Texte source>

«Au nom du père et du fils»
Francine Ouellette
Au
nom du père et du fils (tome 1)
Le
sorcier (tome 2)
Née
à Montréal, le 11 mars 1947, Francine Ouellette a étudié à l'École des
beaux-arts de Montréal. Elle a enseigné les arts plastiques à la Polyvalente de
Mont-Laurier, tout en faisant de la
sculpture. Dans les années soixante-dix, elle abandonne sa carrière
d'enseignante pour vivre à Schefferville où elle se consacre à ses deux
passions : l'aviation et l'écriture.
Mais,
depuis l'enfance, elle écrivait et voulait devenir écrivain. La parution de son
livre «Au nom du père et du fils», en 1984, puis du deuxième volet, «Le
sorcier», en 1986, l'a
hissée d'emblée au rang des meilleurs auteurs de romans historiques québécois.
Le sorcier a reçu le prix «France-Québec Jean-Hamelin» en 1986. Ces deux
ouvrages ont connu un succès incomparable au Québec puisque, fait rare, plus de
150 000 exemplaires ont été vendus. Quant à l’adaptation télévisée de ces deux
romans, elle a été suivie religieusement par des millions de téléspectateurs.
Francine Ouellette est donc une auteure québécoise extrêmement populaire.
Son
ouvrage prend place à la fin du 19e siècle, lorsque les européens francophones
et anglophones "envahissent" le Canada pour remonter toujours plus au
Nord, des deux côtés du Saint Laurent. Ce faisant, ils chassent les nomades
Amérindiens qui vivent là, défrichent leurs terres, coupent leurs arbres,
détruisent leur habitat, car, pour nombre d'entre eux, ils les considèrent
comme un peuple de sauvages qui ne valent pas plus que les animaux qu'ils
mangent.
Dans
ce contexte rude, ce livre raconte l'histoire d’amour entre un médecin blanc,
Philippe Lafresnière, et une indienne, "Biche pensive". De cette
union clandestine (le médecin est marié et père de famille) naît un fils,
Clovis, que le curé du village, Alcide Plamondon, un fou de dieu qui veut
régner en maitre sur SON village, n’aura de cesse de «s’approprier» tant il a
été ému le jour de son baptême. A la mort de Biche Pensive, le curé, par un
mensonge, obtient la garde et l’éducation de Clovis, privant ainsi de ses
droits le père naturel. Toutefois, le «docteur Philippe», aussi fort que
généreux, est le seul qui résistera à la toute-puissance du curé pour tenter de
protéger son fils de ce curé exalté et tyrannique.

Données>
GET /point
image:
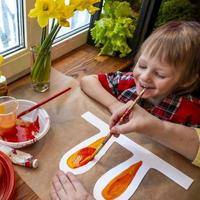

Tâches à réaliser>
A. Répondez à ces questions sur le texte consacré à Francine Ouellette :
(i) En quelle année est paru « Au nom du père et du fils » ?
(ii) Quel prix « Le sorcier » a-t-il reçu ?
(iii) Comment s'appelle le curé du village ?
B. Recopiez le passage du texte consacré à Francine Ouellette compris entre « Le sorcier a » et « québécoise extrêmement populaire. », ces deux extraits inclus.
C. Ces affirmations concordent-elles avec le texte consacré à Francine Ouellette ? Pour chacune, répondez par oui ou par non et citez les mots du texte qui permettent de trancher.
(i) Francine Ouellette est née à Québec.
(ii) Plus de 150 000 exemplaires des deux romans ont été vendus.
(iii) Le médecin Philippe Lafresnière est célibataire.
Les données n'ont aucun lien avec le texte.

Réponses>
A.
(i) En 1984.
(ii) Le prix « France-Québec Jean-Hamelin ».
(iii) Alcide Plamondon.

B.
Le sorcier a reçu le prix «France-Québec Jean-Hamelin» en 1986. Ces deux
ouvrages ont connu un succès incomparable au Québec puisque, fait rare, plus de
150 000 exemplaires ont été vendus. Quant à l’adaptation télévisée de ces deux
romans, elle a été suivie religieusement par des millions de téléspectateurs.
Francine Ouellette est donc une auteure québécoise extrêmement populaire.

C.
(i) Non : « Née à Montréal, le 11 mars 1947 ».
(ii) Oui : « plus de 150 000 exemplaires ont été vendus ».
(iii) Non : « le médecin est marié et père de famille ».